>>

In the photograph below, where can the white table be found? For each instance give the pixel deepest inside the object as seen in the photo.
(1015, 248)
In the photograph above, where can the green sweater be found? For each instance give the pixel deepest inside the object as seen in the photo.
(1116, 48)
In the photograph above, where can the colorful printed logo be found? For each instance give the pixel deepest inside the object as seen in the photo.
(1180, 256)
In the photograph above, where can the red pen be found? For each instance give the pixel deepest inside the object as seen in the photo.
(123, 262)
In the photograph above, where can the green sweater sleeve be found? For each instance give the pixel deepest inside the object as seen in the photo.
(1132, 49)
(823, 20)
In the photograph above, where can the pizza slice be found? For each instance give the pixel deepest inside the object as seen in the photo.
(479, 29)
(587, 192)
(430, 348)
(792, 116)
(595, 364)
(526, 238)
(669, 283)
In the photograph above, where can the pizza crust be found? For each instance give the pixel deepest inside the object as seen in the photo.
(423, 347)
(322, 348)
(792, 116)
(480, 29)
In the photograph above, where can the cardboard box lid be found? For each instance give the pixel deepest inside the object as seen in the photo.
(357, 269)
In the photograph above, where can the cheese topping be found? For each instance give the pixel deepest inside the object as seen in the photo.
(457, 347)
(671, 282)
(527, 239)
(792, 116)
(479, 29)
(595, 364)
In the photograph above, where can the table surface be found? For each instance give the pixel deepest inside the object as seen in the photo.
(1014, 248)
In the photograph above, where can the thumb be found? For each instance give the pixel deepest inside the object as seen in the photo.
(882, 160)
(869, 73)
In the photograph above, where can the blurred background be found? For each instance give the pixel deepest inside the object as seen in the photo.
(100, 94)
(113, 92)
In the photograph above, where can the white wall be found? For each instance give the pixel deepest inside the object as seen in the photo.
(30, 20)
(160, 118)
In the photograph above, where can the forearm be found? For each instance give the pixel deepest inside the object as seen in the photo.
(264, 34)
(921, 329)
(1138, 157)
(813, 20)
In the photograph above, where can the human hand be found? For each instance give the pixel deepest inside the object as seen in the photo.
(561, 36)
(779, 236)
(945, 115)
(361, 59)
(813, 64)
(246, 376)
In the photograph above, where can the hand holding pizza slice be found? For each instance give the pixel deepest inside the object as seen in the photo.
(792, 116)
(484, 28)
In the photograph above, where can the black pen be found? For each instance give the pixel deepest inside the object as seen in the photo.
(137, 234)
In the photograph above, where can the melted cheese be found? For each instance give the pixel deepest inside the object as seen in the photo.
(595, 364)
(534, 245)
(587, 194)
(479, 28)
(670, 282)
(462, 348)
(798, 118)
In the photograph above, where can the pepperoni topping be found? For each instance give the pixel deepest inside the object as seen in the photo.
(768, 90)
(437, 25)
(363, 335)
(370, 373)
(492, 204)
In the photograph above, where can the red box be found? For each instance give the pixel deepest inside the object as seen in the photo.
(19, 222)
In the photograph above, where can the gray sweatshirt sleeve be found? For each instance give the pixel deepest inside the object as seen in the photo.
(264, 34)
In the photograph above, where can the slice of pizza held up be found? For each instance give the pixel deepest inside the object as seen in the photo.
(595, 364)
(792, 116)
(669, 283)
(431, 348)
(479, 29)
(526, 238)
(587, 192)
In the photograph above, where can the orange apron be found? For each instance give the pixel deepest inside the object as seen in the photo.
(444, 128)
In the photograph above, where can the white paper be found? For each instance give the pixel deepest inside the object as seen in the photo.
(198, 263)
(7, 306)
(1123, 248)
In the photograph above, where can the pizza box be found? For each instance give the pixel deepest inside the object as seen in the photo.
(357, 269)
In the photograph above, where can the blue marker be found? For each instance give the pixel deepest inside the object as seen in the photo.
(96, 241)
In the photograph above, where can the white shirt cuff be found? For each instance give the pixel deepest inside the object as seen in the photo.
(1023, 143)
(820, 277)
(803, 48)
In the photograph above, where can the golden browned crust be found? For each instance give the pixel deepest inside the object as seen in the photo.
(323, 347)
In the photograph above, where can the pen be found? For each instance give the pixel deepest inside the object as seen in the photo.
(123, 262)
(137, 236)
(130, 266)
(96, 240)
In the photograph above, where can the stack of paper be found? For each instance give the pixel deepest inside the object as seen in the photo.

<<

### Directions for this task
Exactly as they appear, print the lines from the one holding "In the photograph above, where can the golden" through the final line of the entries, and no others.

### Output for this task
In the photograph above, where can the golden browned crust be found? For each instance give the pixel deepest inside the object as seen in the photo.
(323, 347)
In the photograph above, where can the pen be found? For each instance give the pixel deepest inside the object as seen in the photo.
(123, 262)
(137, 236)
(130, 266)
(96, 240)
In the photograph above, where can the stack of paper be found? For each instance give the pixel deepest inside the object as seen in the photo.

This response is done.